> **EXERCISE**: State how many of the lines below contain the string "chocolate", giving only the number.
— BEGIN —
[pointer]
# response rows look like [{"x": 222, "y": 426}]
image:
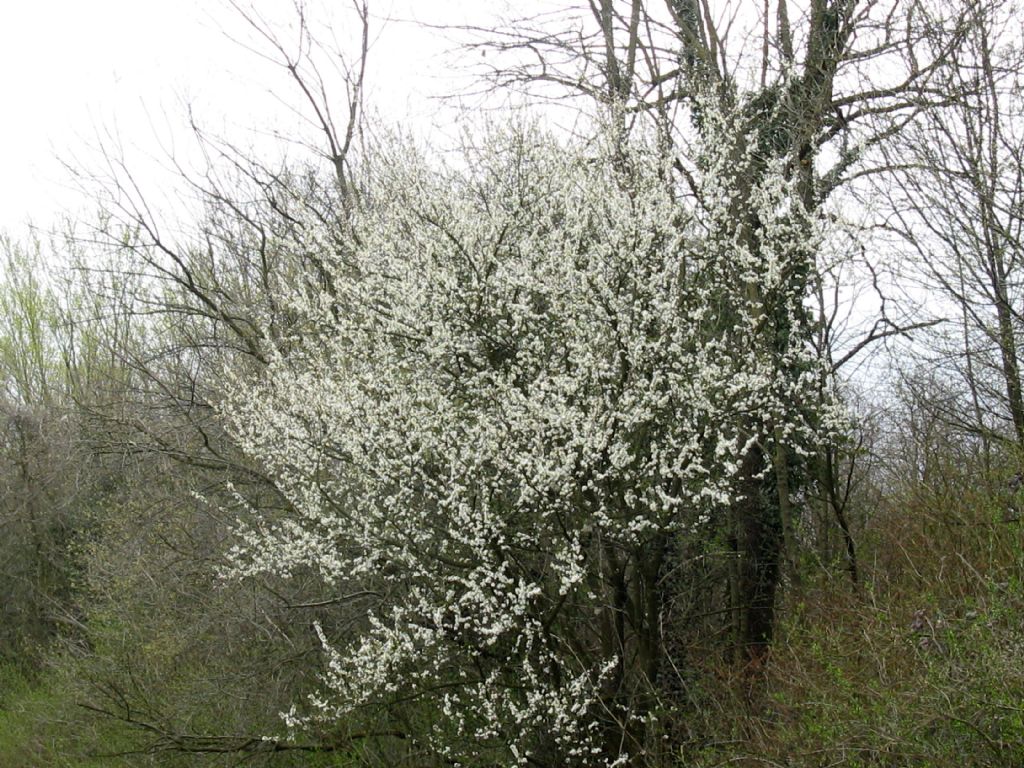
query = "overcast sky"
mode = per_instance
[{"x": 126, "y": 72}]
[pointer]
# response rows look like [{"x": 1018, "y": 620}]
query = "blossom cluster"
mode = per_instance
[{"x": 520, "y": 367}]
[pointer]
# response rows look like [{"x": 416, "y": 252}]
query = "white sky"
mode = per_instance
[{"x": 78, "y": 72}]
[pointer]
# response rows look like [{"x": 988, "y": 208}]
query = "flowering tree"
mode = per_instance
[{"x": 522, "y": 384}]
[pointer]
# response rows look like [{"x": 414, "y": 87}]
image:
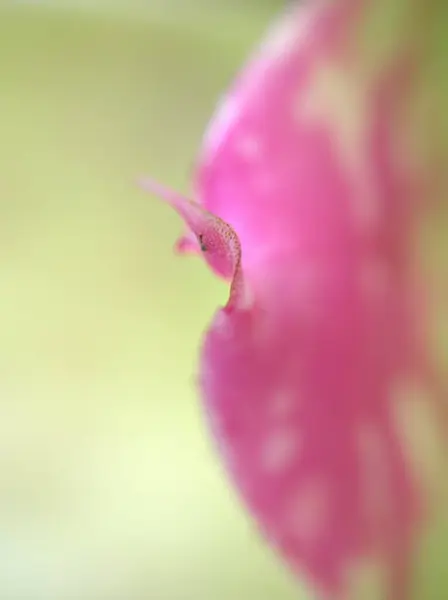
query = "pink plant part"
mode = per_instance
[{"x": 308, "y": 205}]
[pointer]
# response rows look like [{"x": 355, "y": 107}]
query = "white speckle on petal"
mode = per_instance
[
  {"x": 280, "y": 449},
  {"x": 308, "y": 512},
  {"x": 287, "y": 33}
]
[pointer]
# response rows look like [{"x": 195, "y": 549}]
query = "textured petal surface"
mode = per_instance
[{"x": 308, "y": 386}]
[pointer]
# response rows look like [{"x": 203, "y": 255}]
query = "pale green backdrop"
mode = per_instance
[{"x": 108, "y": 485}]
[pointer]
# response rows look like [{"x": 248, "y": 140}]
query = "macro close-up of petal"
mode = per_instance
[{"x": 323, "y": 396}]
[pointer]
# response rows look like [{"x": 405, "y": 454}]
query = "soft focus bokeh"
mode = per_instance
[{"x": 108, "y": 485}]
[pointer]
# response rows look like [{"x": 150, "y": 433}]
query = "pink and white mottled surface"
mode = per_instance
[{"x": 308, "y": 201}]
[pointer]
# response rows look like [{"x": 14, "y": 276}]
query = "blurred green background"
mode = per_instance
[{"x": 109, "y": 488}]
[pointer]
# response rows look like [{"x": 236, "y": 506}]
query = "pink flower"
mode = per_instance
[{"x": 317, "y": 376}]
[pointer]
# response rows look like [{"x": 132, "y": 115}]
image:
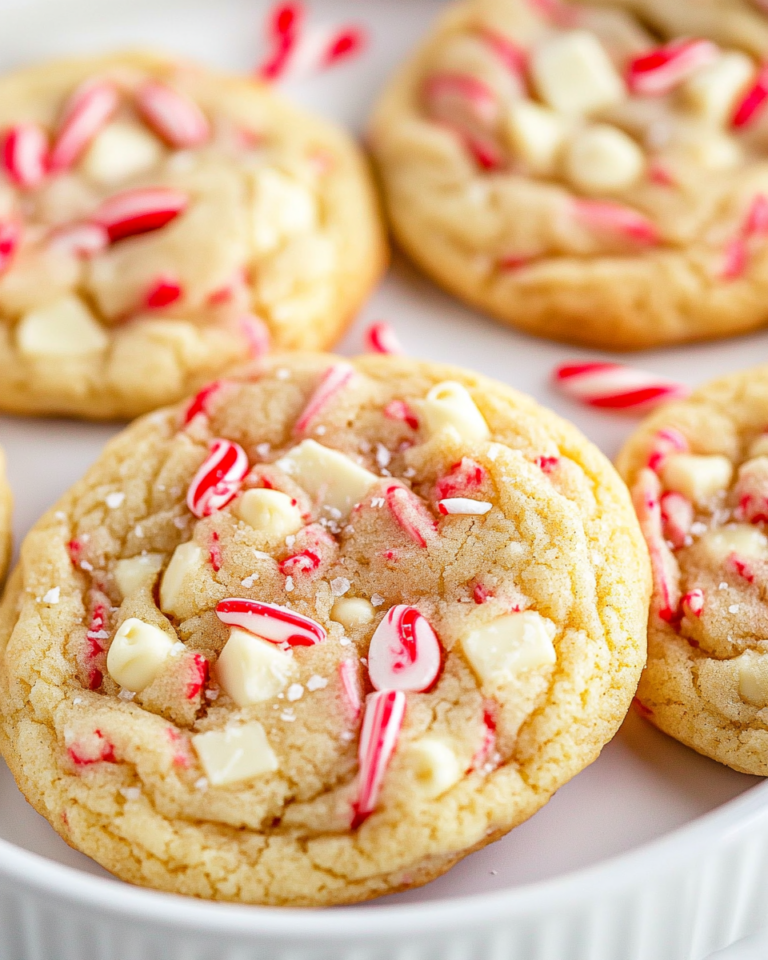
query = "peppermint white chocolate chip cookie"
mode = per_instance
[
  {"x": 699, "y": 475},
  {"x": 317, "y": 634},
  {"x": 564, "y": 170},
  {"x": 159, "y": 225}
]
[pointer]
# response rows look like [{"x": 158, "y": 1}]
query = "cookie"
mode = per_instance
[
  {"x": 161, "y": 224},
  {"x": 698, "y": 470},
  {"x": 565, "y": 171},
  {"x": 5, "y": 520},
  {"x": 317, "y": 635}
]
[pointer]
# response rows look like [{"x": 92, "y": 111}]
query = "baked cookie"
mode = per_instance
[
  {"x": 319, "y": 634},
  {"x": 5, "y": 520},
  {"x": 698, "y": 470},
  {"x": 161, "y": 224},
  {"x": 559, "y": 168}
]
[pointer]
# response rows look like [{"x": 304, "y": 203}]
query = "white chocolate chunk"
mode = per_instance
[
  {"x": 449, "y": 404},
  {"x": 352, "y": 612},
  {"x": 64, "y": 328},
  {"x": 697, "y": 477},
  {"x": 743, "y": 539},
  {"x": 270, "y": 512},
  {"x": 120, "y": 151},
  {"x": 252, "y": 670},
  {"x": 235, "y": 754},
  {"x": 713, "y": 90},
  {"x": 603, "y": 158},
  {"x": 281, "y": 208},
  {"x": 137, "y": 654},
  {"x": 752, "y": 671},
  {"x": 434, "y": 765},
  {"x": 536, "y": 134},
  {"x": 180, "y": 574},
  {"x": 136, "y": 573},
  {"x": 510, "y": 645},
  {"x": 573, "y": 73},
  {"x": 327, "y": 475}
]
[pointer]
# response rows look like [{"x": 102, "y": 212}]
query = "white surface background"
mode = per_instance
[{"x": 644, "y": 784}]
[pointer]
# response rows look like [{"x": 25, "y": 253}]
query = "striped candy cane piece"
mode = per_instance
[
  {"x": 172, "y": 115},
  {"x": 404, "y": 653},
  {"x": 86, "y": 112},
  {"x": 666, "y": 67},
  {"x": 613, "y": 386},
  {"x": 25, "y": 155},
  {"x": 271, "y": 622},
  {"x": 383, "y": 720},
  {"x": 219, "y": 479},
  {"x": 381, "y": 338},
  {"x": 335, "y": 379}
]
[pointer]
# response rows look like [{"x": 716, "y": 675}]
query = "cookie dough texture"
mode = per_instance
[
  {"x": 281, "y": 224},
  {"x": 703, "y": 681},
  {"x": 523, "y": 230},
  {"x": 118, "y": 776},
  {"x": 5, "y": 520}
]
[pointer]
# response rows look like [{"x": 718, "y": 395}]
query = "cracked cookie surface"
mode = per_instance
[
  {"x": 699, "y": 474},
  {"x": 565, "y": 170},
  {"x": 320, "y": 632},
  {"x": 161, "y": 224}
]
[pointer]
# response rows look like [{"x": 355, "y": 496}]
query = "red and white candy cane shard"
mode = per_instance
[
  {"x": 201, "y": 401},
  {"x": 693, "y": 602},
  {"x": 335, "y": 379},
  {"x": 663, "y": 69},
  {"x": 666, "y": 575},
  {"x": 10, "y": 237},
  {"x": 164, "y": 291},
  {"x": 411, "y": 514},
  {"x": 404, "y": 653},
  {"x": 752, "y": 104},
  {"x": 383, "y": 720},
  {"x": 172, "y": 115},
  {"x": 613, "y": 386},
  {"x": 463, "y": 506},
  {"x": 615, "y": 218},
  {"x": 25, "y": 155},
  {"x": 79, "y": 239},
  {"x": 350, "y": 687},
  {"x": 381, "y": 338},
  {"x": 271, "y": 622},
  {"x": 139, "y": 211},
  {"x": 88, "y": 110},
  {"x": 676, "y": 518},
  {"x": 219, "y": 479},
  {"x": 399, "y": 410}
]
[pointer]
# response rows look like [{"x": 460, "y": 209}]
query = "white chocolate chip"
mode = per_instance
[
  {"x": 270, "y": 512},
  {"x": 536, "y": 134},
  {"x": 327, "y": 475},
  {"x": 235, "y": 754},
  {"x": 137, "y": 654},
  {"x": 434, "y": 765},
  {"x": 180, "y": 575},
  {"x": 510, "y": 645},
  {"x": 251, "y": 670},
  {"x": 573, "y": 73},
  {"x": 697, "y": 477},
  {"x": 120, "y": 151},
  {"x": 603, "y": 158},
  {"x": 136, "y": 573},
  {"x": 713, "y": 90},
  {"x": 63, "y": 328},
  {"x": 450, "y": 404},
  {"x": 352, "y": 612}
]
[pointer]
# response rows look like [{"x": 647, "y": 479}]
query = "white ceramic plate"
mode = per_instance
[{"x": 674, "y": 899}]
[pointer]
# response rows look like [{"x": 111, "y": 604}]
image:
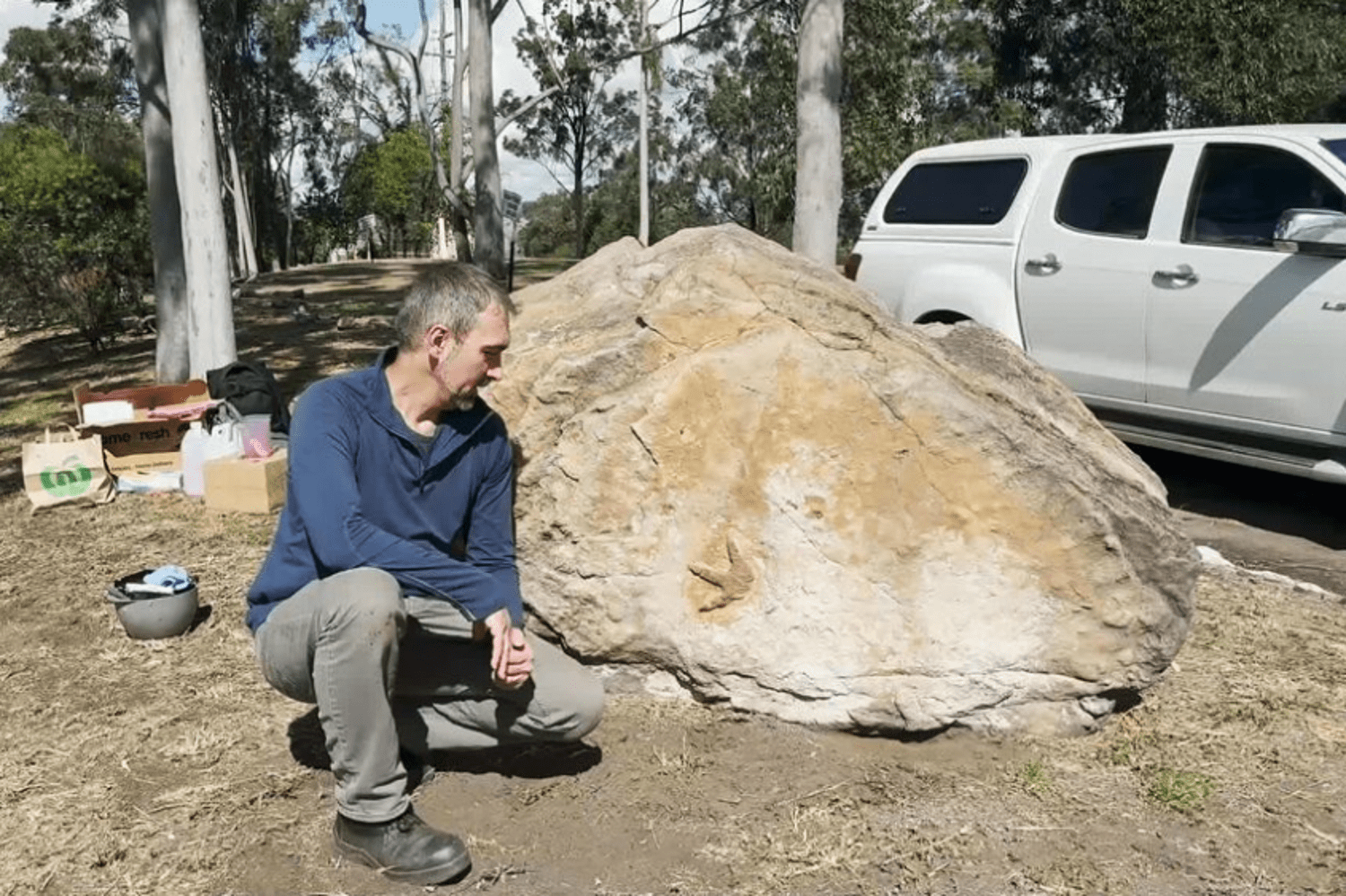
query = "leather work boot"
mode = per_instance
— END —
> **THE SOLUTION**: 3